That holding controls the instant case. The search of Sutter's trunk took place at a secondary inspection area and was therefore both temporally and geographically close enough to the border to be considered a border search. Indeed, Sutter's argument is even less compelling than the argument rejected in Ogbuehi. In Ogbuehi, Teague had already cleared customs and therefore had technically "arrived" in the United States. Here, Sutter's referral to secondary inspection area was part of, not subsequent to, his initial entry into the United States.

Nothing in United States v. Taghizadeh, 41 F.3d 1263 (9th Cir.1994), relied on by Sutter, contradicts this conclusion. Taghizadeh held that searches of international packages are governed by 19 U.S.C. § 1582 and not by 19 U.S.C. § 482. See id. at 1265. Sutter relies on a passage which states "19 U.S.C. § 482 ... thus applies not to searches of arriving baggage or mail, but rather to baggage or mail or other items which have already `arrived'" Id. at 1266. Sutter latches on to the arriving/arrived distinction to argue that, because his car was physically present in the United States, it had already "arrived," so the customs agent's authority to search it was governed by § 482, not § 1582. Taghizadeh had no occasion to expound on the distinction between "arrived" and "arriving," however, and Sutter's hyper-technical argument relating to that distinction is foreclosed by Ogbuehi.

[Point localization data]
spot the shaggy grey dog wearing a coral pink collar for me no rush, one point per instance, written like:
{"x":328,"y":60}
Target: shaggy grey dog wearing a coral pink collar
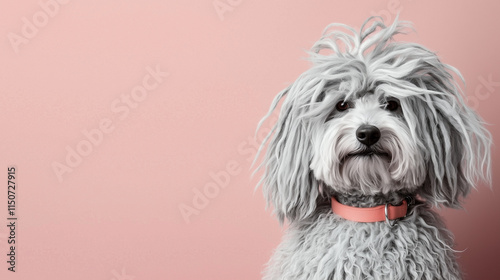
{"x":368,"y":140}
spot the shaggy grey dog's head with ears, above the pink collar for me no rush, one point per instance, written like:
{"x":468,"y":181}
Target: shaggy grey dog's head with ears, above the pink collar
{"x":373,"y":116}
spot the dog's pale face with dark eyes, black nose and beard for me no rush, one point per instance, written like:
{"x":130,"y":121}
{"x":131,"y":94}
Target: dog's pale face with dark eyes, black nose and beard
{"x":366,"y":146}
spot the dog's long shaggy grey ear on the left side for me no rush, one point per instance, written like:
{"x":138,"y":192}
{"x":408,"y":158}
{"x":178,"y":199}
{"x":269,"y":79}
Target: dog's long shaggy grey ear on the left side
{"x":288,"y":182}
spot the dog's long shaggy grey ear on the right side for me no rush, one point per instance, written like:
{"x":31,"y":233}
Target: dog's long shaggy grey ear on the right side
{"x":455,"y":141}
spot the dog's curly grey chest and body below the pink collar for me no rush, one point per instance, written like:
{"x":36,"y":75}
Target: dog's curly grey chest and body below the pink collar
{"x":332,"y":248}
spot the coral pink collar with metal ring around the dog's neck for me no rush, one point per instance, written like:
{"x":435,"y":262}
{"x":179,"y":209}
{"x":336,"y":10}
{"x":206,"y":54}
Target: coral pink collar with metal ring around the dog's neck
{"x":387,"y":212}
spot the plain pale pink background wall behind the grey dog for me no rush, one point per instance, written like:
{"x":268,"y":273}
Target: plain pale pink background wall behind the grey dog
{"x":117,"y":214}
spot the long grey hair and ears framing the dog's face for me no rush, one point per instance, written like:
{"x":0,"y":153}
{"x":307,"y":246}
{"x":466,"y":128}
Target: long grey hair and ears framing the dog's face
{"x":452,"y":136}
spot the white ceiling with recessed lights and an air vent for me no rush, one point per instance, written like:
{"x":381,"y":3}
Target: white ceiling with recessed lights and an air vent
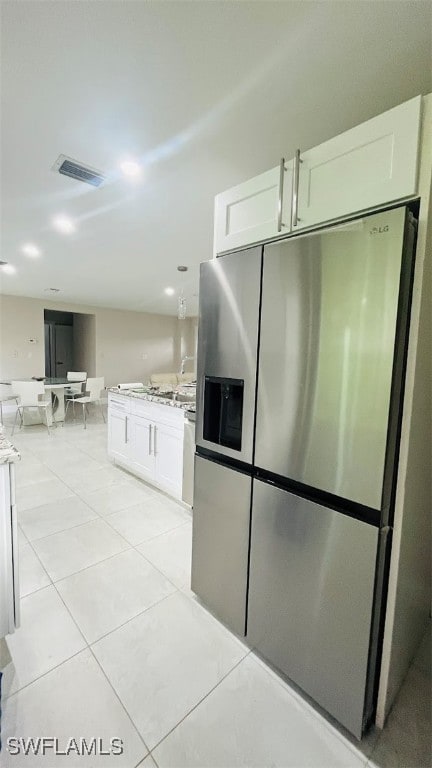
{"x":205,"y":94}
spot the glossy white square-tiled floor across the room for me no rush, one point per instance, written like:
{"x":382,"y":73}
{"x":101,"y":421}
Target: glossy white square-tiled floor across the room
{"x":113,"y":642}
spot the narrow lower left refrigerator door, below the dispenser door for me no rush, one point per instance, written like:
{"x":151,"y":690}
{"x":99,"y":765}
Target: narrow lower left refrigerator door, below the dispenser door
{"x":220,"y":541}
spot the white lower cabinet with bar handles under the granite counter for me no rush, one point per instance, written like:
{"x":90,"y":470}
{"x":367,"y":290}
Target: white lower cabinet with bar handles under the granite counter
{"x":147,"y":439}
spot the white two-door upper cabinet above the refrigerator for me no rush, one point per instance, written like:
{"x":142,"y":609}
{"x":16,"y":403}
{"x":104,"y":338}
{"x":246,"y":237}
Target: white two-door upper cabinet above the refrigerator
{"x":373,"y":164}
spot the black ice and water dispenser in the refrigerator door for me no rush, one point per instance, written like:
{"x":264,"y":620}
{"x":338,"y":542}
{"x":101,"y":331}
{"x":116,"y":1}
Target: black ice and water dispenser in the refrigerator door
{"x":223,"y":411}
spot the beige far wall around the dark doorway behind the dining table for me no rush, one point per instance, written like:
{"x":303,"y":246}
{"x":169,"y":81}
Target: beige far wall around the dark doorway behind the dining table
{"x":129,"y":346}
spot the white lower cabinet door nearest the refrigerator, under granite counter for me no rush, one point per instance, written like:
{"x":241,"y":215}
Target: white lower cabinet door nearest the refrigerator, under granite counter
{"x":168,"y":457}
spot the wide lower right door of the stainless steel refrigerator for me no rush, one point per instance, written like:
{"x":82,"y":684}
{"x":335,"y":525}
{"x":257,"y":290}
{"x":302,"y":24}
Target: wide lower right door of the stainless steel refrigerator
{"x":310,"y":598}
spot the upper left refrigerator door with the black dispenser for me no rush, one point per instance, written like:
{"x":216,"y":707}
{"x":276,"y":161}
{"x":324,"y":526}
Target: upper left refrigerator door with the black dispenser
{"x":227,"y":353}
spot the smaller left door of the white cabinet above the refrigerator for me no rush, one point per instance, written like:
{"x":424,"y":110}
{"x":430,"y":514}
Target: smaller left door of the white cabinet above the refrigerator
{"x":256,"y":210}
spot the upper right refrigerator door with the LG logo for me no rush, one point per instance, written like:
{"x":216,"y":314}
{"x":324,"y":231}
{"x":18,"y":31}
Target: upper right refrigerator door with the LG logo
{"x":327,"y":349}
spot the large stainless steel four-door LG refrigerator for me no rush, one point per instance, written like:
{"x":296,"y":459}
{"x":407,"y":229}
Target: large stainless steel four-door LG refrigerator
{"x":302,"y":350}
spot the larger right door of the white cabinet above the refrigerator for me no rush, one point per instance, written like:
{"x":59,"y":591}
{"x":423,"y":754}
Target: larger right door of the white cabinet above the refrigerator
{"x":370,"y":165}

Exercises –
**a)** Can you summarize the passage on the search of Sutter's trunk in two sentences?
**b)** Which court decisions and statutes does the passage on the search of Sutter's trunk name? List every one.
**c)** Could you continue the passage on the search of Sutter's trunk from the point where it stops?

Task-by-task outputs –
**a)** The search of Sutter's trunk at a secondary inspection area was close enough to the border in time and place to count as a border search, so the holding in Ogbuehi controls, especially since Sutter's referral to secondary inspection was part of his initial entry into the United States. United States v. Taghizadeh, which Sutter relies on for its distinction between "arrived" and "arriving," does not contradict this conclusion: that case had no occasion to expound on the distinction, and Ogbuehi forecloses Sutter's argument.

**b)**
- Ogbuehi
- United States v. Taghizadeh, 41 F.3d 1263 (9th Cir.1994)
- 19 U.S.C. § 1582
- 19 U.S.C. § 482

**c)**
Because the search of Sutter's trunk was, under the border search doctrine, proper even absent reasonable suspicion, no evidentiary hearing on that issue was required. The district court properly denied Sutter's motion without a hearing.

B. The Speedy Trial Act

Under the Speedy Trial Act, Sutter had a right to a trial within seventy days of his arraignment. See 18 U.S.C. § 3161(c)(1).4 The government's failure to comply results in a dismissal of the indictment, although the district court must then decide whether to dismiss with or without prejudice. See § 3162(a)(2); see also United States v. Hardeman, 249 F.3d 826, 828-29 (9th Cir. 2001).

In calculating the time elapsed, certain types of delay do not count against the seventy-day time limit. See § 3161(h). The only type of excludable delay at issue in this case is delay resulting from pretrial motions. See § 3161(h)(1)(F) (excluding "delay resulting from any pretrial motion, from the...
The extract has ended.